• **Aim of the task**: Print every entry, word for word, and skip the images.
===== Provided records =====
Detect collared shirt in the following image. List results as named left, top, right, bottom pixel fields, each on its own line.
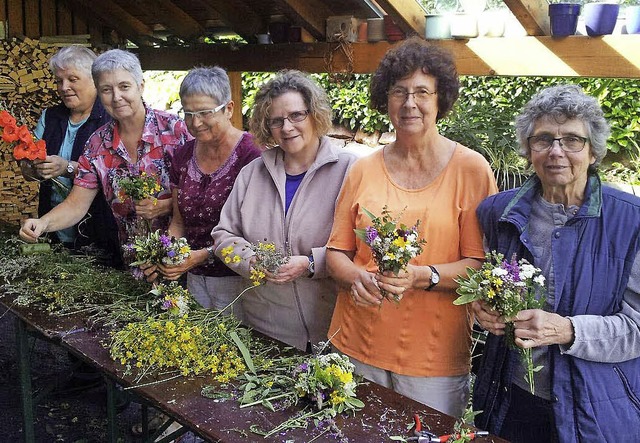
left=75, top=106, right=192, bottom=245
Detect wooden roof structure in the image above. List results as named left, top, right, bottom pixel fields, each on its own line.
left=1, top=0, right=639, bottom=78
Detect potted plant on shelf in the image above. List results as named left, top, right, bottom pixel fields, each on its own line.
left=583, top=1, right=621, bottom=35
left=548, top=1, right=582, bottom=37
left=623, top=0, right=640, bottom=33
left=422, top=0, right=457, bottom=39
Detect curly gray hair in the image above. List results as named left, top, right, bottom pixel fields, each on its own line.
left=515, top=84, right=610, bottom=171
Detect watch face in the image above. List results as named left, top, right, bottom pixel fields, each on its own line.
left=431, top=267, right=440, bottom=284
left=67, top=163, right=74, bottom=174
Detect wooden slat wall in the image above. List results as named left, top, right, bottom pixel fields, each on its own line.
=====
• **Solved exercise**:
Detect collared shirt in the following image. List results as named left, top, right, bottom pixel fields, each on its own line.
left=75, top=106, right=192, bottom=245
Detect wooden roof structure in the image above. List results as named left, top, right, bottom pixel fields, each on its own line.
left=1, top=0, right=639, bottom=78
Detect potted plant on shelf in the image above. List results as named left, top, right, bottom pixel fields, each on its own line.
left=583, top=1, right=621, bottom=35
left=548, top=1, right=582, bottom=37
left=623, top=0, right=640, bottom=33
left=422, top=0, right=457, bottom=39
Detect curly gray hair in the image above. List results as named left, top, right, bottom pixel fields, each on its own line.
left=515, top=84, right=610, bottom=171
Detect watch face in the image above. List results as named left, top, right, bottom pixel fields, each on its own line.
left=431, top=267, right=440, bottom=284
left=67, top=163, right=74, bottom=174
Detect wooden slat wall in the image above. List results as named left, top, right, bottom pixel fields, each on its own line.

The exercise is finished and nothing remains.